WORK INSTRUCTIONS: Can you transcribe every entry word for word, skipping the images?

Records of labeled points:

╔══

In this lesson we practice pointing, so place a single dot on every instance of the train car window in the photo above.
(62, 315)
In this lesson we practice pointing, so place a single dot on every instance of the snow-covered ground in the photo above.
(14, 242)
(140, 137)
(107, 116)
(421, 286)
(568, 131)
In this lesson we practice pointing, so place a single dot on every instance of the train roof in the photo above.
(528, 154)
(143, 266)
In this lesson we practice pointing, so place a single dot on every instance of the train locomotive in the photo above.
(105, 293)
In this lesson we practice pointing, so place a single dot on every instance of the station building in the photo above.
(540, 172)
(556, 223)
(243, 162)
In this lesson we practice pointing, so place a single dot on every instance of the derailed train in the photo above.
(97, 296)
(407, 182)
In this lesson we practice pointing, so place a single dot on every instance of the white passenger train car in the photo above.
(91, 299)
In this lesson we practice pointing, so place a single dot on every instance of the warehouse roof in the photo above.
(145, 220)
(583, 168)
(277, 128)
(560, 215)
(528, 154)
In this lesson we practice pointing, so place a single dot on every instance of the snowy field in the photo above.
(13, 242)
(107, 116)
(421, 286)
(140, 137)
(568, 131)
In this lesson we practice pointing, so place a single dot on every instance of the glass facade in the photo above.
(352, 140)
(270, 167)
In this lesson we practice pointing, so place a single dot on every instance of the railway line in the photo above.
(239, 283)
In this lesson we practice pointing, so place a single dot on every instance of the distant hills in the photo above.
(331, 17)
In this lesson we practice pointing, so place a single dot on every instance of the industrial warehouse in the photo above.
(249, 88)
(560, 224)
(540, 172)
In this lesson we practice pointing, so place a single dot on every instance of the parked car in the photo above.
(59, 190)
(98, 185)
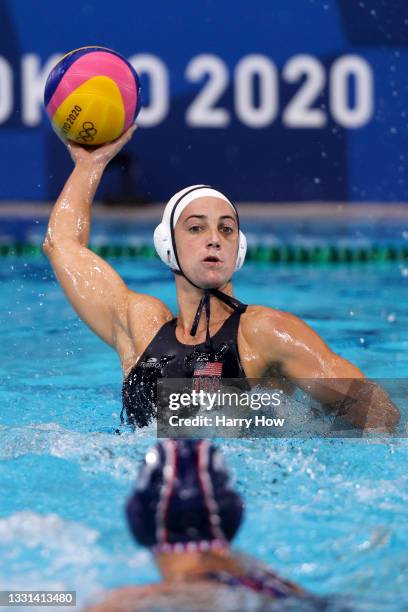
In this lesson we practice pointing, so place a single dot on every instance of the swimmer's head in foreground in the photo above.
(200, 240)
(184, 500)
(186, 511)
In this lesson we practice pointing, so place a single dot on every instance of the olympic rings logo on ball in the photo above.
(88, 133)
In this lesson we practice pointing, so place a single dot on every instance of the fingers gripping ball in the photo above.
(92, 96)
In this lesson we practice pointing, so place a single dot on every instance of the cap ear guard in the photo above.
(163, 245)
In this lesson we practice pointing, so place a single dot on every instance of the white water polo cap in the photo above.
(163, 237)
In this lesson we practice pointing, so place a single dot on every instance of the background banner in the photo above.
(267, 100)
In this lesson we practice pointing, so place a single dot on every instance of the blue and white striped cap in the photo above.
(184, 499)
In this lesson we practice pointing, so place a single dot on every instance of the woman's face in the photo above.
(207, 239)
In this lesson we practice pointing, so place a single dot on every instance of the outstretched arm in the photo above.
(326, 376)
(95, 290)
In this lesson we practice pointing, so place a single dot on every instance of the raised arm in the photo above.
(329, 378)
(95, 290)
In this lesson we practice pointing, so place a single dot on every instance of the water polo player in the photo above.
(186, 511)
(214, 334)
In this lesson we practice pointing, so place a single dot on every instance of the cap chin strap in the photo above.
(232, 302)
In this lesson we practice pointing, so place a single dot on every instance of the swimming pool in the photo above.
(330, 514)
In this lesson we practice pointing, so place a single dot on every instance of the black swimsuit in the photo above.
(166, 357)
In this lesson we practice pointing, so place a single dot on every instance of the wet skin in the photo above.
(270, 342)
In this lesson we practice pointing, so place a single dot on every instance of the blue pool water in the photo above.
(328, 513)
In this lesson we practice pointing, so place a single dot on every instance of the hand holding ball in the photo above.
(92, 96)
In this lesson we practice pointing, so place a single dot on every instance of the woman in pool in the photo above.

╚══

COMPLETE RESPONSE:
In this lesson we practice pointing, so place a single dot on every instance of the train car window in the photo above.
(62, 315)
In this lesson we practice pointing, so place a single dot on every instance of the snow-covered ground in the photo above.
(14, 242)
(140, 137)
(107, 116)
(421, 286)
(568, 131)
In this lesson we practice pointing, so place a single dot on every instance of the train roof in the photo above.
(528, 154)
(143, 266)
In this lesson we practice pointing, so place a single dot on every instance of the train locomotive in the photo above.
(105, 293)
In this lesson we practice pointing, so place a single dot on every instance of the station building in the photo above.
(540, 172)
(556, 223)
(243, 162)
In this lesson we practice pointing, so place a single dot on every instance of the derailed train in the photo above.
(97, 296)
(407, 182)
In this lesson we practice pointing, so place a single dot on every instance of the white passenger train car in the photo above.
(91, 299)
In this lesson we practice pointing, so place a single dot on every instance of the warehouse roof in the photo above.
(145, 220)
(583, 168)
(277, 128)
(560, 215)
(528, 154)
In this lesson we practice pointing, so place a single dot on every instance of the snowy field in the photo above.
(13, 242)
(107, 116)
(421, 286)
(140, 137)
(568, 131)
In this lesson we practice pointing, so place a single dot on every instance of the glass facade in the photo above.
(352, 140)
(270, 167)
In this lesson we practice pointing, so place a single dot on every instance of the railway line in the photo above.
(239, 283)
In this lesson we practice pointing, so place a single dot on every instance of the distant hills in the photo above.
(331, 17)
In this lesson we practice pointing, so place a single dot on every instance of the industrial warehouse in the photo above.
(249, 88)
(560, 224)
(540, 172)
In this lesson we practice pointing, so place a single dot on every instance of the parked car in the photo above.
(59, 190)
(98, 185)
In this lesson we practice pointing, so place a single dot on every instance of the swimmer's head in foreground in the photo above.
(200, 240)
(184, 500)
(186, 511)
In this lesson we practice pointing, so place a single dot on every instance of the olympic rings logo on ball in the photo above.
(88, 133)
In this lesson we practice pointing, so place a single dot on every instance of the fingers gripping ball in the photo above.
(92, 96)
In this lesson we practice pointing, so place a single dot on every instance of the cap ear guard in the photo above.
(163, 245)
In this lesson we practice pointing, so place a single dot on every instance of the white water polo cap in the photo above.
(163, 237)
In this lesson we practice pointing, so place a single dot on every instance of the background banner in the photo above.
(267, 100)
In this lesson we practice pointing, so place a single dot on every instance of the blue and white striped cap in the photo above.
(184, 499)
In this lesson we practice pointing, so place a single dot on every instance of the woman's face in the photo above.
(207, 239)
In this lesson we practice pointing, so place a single dot on every instance of the outstretched arm in the photo above.
(326, 376)
(95, 290)
In this lesson we practice pointing, so place a single dot on every instance of the raised arm in the photo above.
(329, 378)
(95, 290)
In this lesson we practice pointing, so place a single dot on every instance of the water polo player in the photo above.
(186, 511)
(214, 334)
In this lesson we practice pointing, so place a single dot on every instance of the cap chin strap in the photo above.
(232, 302)
In this lesson we practice pointing, so place a single dot on every instance of the swimming pool in the photo above.
(330, 514)
In this lesson we practice pointing, so place a single dot on every instance of the black swimsuit in the photo above.
(166, 357)
In this lesson we practice pointing, so place a single dot on every instance of the wet skin in the photo above.
(270, 342)
In this lesson we practice pointing, so place a single dot on every instance of the blue pool water in the photo above.
(328, 513)
In this lesson we practice pointing, so place a single dot on every instance of the hand holding ball in the photo above.
(92, 96)
In this lesson we practice pointing, so place a single dot on every instance of the woman in pool in the photo above.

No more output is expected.